*WHAT YOU NEED TO DO*
Rewrite everything from the line containing "</instance>" down to the end of the data, replacing "rough mask" with "coarse mask" and leaving all else unchanged.

[Records from a data collection]
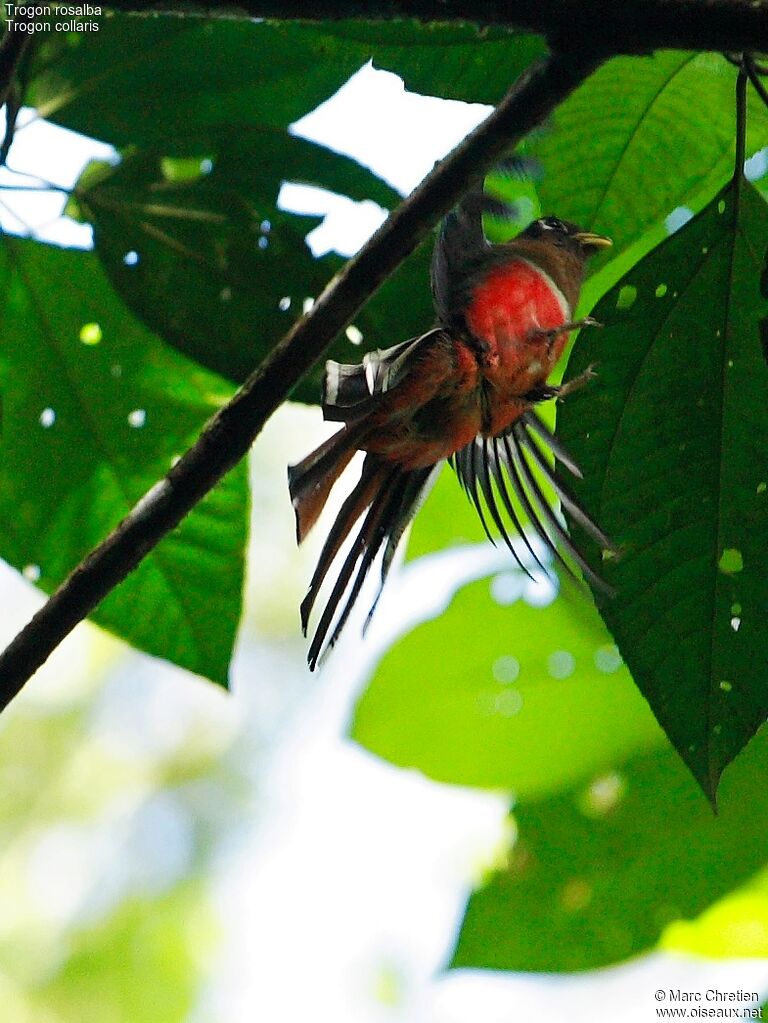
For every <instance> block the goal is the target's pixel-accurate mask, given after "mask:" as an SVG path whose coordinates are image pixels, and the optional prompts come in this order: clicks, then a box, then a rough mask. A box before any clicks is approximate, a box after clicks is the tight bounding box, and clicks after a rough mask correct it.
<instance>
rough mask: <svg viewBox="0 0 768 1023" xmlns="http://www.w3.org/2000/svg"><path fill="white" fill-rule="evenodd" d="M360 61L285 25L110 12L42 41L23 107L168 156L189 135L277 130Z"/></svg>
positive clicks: (357, 54) (228, 20)
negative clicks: (97, 21)
mask: <svg viewBox="0 0 768 1023" xmlns="http://www.w3.org/2000/svg"><path fill="white" fill-rule="evenodd" d="M363 62H364V58H362V59H361V56H360V52H359V50H358V49H356V48H352V47H349V46H345V45H343V44H341V43H340V42H337V41H336V40H334V39H333V37H332V35H328V34H325V33H323V32H321V31H317V30H316V29H310V28H308V27H304V26H301V25H296V24H290V23H277V21H270V23H264V21H262V23H259V24H257V23H255V21H247V20H244V19H242V20H236V19H227V18H215V19H209V20H206V19H204V18H182V17H169V16H166V17H159V16H154V17H133V16H130V15H124V14H117V13H115V14H112V15H111V16H110V17H108V18H102V19H101V20H100V21H99V31H98V32H97V33H95V34H93V35H90V36H86V35H75V34H67V35H62V34H58V35H51V36H50V37H48V38H47V39H46V40H45V41H44V43H43V44H42V45H41V47H40V48H39V50H38V51H37V53H36V58H35V60H34V62H33V65H32V69H31V79H30V83H29V85H28V89H27V92H26V95H25V102H26V103H28V104H30V105H33V106H35V107H37V109H38V113H39V114H40V115H41V116H42V117H44V118H47V119H48V120H49V121H54V122H55V123H56V124H60V125H63V126H64V127H65V128H72V129H74V130H75V131H79V132H83V133H84V134H86V135H90V136H92V137H94V138H99V139H102V140H103V141H105V142H110V143H111V144H112V145H115V146H117V147H118V148H123V147H125V146H127V145H160V146H164V147H165V148H166V152H167V153H168V154H170V155H174V154H175V153H174V152H173V146H174V143H175V141H176V139H177V138H180V139H183V140H185V142H186V140H188V139H189V136H190V132H192V131H193V132H194V133H196V135H197V137H198V140H199V141H202V140H205V139H208V138H209V137H210V134H211V133H212V132H213V133H214V134H215V133H216V132H217V131H219V130H220V129H221V127H222V126H226V125H229V126H231V127H233V128H245V127H247V126H254V125H269V126H272V127H275V128H285V127H287V126H288V125H289V124H291V123H292V122H293V121H297V120H298V119H299V118H301V117H302V116H303V115H305V114H308V113H309V112H310V110H311V109H312V108H313V107H315V106H317V104H318V103H320V102H322V100H324V99H327V98H328V96H330V95H331V94H332V93H333V92H335V90H336V89H337V88H338V87H340V86H341V85H343V84H344V82H346V81H347V79H348V78H349V77H350V75H352V74H353V72H355V71H357V70H358V68H359V66H360V65H361V63H363ZM179 155H181V157H185V155H189V152H188V151H184V149H183V148H182V150H181V151H180V152H179Z"/></svg>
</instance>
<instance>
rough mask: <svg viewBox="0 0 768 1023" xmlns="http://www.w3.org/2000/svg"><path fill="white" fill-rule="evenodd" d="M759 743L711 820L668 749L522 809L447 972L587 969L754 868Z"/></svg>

*ANSWER FOR THIS EXERCISE*
</instance>
<instance>
coarse mask: <svg viewBox="0 0 768 1023" xmlns="http://www.w3.org/2000/svg"><path fill="white" fill-rule="evenodd" d="M759 743L711 820L668 749L522 809L447 972L587 969L754 868Z"/></svg>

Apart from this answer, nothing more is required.